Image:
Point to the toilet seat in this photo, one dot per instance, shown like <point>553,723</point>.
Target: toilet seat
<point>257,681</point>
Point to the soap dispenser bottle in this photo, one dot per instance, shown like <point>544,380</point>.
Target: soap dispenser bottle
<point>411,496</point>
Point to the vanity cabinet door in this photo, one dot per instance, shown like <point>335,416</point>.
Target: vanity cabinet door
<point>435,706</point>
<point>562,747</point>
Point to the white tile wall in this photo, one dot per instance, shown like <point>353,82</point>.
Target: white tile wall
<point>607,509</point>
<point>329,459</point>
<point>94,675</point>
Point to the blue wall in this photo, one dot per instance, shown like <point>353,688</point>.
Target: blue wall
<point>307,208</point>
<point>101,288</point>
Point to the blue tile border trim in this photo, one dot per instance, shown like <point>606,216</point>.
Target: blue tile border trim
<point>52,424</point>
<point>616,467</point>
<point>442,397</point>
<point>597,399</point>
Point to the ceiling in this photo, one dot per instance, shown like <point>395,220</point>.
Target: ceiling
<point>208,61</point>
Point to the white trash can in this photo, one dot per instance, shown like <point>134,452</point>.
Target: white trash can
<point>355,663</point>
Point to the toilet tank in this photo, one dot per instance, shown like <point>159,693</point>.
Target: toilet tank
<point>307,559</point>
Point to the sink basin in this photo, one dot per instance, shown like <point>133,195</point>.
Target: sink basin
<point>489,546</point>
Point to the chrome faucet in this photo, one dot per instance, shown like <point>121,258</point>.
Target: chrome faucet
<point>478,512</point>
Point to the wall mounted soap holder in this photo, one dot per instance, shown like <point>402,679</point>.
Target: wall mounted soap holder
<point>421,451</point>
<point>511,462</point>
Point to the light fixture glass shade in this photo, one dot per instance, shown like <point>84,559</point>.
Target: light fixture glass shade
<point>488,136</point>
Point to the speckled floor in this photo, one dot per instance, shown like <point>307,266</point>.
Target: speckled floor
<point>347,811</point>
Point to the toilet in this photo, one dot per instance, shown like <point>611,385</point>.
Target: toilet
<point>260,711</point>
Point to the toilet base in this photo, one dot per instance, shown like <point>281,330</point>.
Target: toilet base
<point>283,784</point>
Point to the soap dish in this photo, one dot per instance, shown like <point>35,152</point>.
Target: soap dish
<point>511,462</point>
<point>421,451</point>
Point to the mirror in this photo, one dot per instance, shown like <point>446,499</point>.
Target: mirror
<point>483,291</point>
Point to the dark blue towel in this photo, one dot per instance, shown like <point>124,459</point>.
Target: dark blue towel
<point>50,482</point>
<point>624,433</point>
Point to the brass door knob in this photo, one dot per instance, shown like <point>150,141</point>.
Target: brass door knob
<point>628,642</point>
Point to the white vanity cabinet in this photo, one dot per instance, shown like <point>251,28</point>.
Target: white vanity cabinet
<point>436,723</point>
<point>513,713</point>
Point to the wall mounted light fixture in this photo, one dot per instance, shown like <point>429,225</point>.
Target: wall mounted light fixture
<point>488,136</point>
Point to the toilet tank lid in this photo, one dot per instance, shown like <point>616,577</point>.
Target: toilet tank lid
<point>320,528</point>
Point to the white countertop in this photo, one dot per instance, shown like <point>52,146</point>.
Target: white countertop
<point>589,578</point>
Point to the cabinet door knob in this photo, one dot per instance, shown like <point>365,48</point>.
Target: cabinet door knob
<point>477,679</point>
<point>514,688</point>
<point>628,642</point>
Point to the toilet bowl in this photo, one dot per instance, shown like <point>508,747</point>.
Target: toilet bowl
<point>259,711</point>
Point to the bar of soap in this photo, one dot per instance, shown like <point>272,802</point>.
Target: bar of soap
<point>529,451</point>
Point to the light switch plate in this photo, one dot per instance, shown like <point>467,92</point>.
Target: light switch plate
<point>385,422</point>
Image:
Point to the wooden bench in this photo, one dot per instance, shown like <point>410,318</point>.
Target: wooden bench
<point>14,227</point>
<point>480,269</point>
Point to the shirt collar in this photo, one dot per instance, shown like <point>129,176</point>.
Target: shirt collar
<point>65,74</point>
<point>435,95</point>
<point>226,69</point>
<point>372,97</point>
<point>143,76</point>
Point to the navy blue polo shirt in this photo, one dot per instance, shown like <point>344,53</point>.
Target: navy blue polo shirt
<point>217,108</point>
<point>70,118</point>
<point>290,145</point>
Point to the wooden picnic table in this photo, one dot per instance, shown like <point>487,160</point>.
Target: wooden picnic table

========================================================================

WORK TO COMPLETE
If a line in the records above has the word "table", copy it.

RESPONSE AREA
Point to the wooden picnic table in this photo, one dot per instance, shown like <point>487,160</point>.
Target: wooden picnic table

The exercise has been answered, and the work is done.